Spatial localization data
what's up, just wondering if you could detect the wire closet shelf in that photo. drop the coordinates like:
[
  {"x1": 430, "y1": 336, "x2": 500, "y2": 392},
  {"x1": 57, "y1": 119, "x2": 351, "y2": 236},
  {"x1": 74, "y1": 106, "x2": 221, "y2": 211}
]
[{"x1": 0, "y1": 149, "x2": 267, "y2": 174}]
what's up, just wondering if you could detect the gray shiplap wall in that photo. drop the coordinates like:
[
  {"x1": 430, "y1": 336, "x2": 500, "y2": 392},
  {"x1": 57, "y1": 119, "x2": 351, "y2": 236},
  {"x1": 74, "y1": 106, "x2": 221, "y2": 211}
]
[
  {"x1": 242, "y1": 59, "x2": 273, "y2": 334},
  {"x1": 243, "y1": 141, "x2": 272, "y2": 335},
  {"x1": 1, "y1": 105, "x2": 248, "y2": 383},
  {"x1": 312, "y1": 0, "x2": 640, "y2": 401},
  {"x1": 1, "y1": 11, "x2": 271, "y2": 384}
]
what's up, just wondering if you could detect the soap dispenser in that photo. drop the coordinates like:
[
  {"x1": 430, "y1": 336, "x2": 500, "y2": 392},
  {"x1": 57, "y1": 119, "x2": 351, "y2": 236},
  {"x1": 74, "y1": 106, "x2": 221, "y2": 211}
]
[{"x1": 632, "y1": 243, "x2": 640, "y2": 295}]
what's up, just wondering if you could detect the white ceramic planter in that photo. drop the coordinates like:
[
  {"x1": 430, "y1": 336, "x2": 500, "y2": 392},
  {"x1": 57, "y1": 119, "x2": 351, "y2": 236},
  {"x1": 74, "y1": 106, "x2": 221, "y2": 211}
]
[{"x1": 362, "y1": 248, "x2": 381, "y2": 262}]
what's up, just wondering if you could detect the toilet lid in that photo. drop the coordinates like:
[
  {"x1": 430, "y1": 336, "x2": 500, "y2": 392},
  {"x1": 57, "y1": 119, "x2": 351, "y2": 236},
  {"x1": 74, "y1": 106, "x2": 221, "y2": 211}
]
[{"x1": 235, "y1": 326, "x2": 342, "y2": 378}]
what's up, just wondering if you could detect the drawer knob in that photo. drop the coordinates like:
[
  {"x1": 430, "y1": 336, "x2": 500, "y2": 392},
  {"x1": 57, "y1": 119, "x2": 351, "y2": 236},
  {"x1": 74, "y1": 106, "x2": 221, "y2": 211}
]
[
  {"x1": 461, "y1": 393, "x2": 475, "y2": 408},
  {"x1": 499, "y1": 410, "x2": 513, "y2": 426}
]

§ Description of the task:
Nothing above should be left out; write out every record exactly.

§ Written response:
what's up, just wondering if you could detect the wire closet shelf in that photo. drop the coordinates like:
[
  {"x1": 430, "y1": 336, "x2": 500, "y2": 392},
  {"x1": 57, "y1": 119, "x2": 351, "y2": 236},
  {"x1": 74, "y1": 106, "x2": 221, "y2": 211}
]
[{"x1": 0, "y1": 149, "x2": 267, "y2": 174}]
what's up, just wondering if you could detect the gray shiplap wall in that photo. drop the coordinates like:
[
  {"x1": 430, "y1": 336, "x2": 500, "y2": 392},
  {"x1": 57, "y1": 119, "x2": 351, "y2": 236},
  {"x1": 74, "y1": 106, "x2": 221, "y2": 211}
]
[
  {"x1": 242, "y1": 59, "x2": 273, "y2": 334},
  {"x1": 243, "y1": 141, "x2": 272, "y2": 335},
  {"x1": 1, "y1": 105, "x2": 248, "y2": 383},
  {"x1": 312, "y1": 0, "x2": 640, "y2": 401},
  {"x1": 1, "y1": 11, "x2": 271, "y2": 384}
]
what's up, just wondering if you could detect the soap dispenser in that photo. drop the coordinates like:
[
  {"x1": 430, "y1": 336, "x2": 500, "y2": 392},
  {"x1": 57, "y1": 119, "x2": 351, "y2": 236},
  {"x1": 74, "y1": 106, "x2": 221, "y2": 211}
]
[{"x1": 632, "y1": 243, "x2": 640, "y2": 295}]
what's up, just wondering if you could detect the white ceramic planter in that photo. drop the coordinates like:
[
  {"x1": 430, "y1": 336, "x2": 500, "y2": 392},
  {"x1": 57, "y1": 119, "x2": 351, "y2": 236},
  {"x1": 74, "y1": 106, "x2": 221, "y2": 211}
]
[{"x1": 362, "y1": 248, "x2": 381, "y2": 262}]
what's up, just wondering if you could detect the toilet lid in that photo. drop the coordinates like:
[
  {"x1": 430, "y1": 336, "x2": 500, "y2": 392},
  {"x1": 57, "y1": 119, "x2": 351, "y2": 236},
  {"x1": 74, "y1": 106, "x2": 221, "y2": 211}
]
[{"x1": 235, "y1": 326, "x2": 342, "y2": 378}]
what's up, just wondering if you could detect the drawer knob in that photo. drop the coordinates like:
[
  {"x1": 430, "y1": 336, "x2": 500, "y2": 392},
  {"x1": 57, "y1": 119, "x2": 351, "y2": 236},
  {"x1": 74, "y1": 106, "x2": 221, "y2": 211}
]
[
  {"x1": 461, "y1": 393, "x2": 475, "y2": 408},
  {"x1": 499, "y1": 410, "x2": 513, "y2": 426}
]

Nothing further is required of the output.